-- BEGIN Entries provided --

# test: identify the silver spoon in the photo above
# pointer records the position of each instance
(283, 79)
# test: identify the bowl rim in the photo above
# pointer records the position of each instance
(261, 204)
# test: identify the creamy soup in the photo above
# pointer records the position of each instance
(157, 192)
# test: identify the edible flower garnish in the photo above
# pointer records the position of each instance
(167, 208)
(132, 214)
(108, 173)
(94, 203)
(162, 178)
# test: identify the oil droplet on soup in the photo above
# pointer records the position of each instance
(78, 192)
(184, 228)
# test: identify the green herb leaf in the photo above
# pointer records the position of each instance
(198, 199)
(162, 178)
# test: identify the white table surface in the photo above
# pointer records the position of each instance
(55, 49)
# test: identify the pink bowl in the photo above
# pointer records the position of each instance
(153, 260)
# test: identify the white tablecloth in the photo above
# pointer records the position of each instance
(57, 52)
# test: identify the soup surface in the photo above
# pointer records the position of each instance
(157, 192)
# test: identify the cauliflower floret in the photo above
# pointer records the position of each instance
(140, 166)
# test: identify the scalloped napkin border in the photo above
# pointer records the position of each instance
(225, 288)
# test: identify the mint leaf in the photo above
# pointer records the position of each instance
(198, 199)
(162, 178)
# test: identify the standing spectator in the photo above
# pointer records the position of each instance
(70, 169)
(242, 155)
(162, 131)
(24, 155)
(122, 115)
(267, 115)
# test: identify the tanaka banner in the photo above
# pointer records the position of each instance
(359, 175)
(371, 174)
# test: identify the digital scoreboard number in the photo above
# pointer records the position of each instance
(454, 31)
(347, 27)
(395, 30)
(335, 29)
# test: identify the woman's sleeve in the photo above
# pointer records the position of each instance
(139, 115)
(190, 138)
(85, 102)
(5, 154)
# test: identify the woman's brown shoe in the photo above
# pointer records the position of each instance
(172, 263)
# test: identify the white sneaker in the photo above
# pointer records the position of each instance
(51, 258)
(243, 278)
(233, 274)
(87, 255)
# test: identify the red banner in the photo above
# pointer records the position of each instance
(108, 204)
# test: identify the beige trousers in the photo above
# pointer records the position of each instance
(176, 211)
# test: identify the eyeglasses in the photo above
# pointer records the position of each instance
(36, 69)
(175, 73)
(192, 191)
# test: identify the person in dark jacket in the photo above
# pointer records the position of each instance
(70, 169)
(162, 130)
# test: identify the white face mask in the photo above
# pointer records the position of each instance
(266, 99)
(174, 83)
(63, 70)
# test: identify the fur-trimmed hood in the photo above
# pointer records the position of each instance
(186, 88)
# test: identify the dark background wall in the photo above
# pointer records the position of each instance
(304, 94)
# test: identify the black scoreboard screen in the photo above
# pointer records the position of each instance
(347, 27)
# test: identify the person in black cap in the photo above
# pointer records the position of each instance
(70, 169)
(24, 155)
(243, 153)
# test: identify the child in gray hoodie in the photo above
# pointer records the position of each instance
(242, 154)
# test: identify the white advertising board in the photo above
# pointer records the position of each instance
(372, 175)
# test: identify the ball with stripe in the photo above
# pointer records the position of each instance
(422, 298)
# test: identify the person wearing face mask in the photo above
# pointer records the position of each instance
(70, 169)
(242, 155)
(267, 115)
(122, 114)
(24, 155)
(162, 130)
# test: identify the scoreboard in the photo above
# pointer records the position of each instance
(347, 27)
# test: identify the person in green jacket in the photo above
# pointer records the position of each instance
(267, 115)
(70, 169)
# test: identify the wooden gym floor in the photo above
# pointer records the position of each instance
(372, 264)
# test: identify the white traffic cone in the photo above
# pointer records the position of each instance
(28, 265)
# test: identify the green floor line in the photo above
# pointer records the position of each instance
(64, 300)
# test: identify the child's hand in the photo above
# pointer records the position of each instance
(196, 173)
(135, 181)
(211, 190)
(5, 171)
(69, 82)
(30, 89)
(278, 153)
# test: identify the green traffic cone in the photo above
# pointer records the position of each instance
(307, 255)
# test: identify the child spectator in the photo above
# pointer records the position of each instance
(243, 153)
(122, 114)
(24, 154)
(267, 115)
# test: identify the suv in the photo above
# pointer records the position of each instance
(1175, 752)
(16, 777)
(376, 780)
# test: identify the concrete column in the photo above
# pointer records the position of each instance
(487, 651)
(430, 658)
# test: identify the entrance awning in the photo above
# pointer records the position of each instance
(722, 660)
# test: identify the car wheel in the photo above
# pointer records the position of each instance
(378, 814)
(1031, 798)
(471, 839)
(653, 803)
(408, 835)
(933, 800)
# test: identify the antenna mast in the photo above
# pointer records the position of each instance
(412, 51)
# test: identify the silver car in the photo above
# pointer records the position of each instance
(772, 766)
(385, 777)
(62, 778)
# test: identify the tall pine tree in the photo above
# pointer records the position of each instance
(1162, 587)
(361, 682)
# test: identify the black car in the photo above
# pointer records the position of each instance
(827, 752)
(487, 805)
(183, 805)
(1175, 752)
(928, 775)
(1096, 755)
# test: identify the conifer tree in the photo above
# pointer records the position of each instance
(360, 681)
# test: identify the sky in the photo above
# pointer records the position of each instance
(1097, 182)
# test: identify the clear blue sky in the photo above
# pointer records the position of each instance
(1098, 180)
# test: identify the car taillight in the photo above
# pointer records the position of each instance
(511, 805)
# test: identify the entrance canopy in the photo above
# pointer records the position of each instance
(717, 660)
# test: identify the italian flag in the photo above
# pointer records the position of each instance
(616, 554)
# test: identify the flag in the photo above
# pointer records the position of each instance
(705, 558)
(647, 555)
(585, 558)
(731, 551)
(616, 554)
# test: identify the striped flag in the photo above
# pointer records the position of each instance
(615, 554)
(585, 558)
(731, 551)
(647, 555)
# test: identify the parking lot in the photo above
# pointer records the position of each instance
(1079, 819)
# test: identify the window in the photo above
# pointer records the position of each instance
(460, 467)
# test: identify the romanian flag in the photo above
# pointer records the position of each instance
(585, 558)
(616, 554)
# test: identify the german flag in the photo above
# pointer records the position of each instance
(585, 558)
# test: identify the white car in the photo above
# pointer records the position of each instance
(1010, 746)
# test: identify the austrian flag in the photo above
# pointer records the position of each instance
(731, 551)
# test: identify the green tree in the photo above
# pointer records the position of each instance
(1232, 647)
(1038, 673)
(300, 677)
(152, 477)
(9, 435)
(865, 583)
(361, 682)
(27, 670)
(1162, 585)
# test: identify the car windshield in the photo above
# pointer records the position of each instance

-- END Entries provided --

__Stated task__
Set down, exactly and in full, the lines from the one containing "# test: identify the german" through the end of the entries; no other line belongs.

__Answer to this exercise__
# test: identify the german flag in the photo above
# pointer records the position of each instance
(585, 558)
# test: identify the white car in the photo above
# pointer records the position of each instance
(1010, 746)
# test: identify the austrian flag in the photo above
# pointer records the position of each instance
(731, 551)
# test: identify the green tree in the photo above
# pointer records the position of each instance
(1232, 647)
(1038, 673)
(300, 677)
(152, 477)
(9, 435)
(865, 583)
(361, 682)
(27, 670)
(1162, 585)
# test: identify the car windshield in the photo above
# pointer records the position of each instance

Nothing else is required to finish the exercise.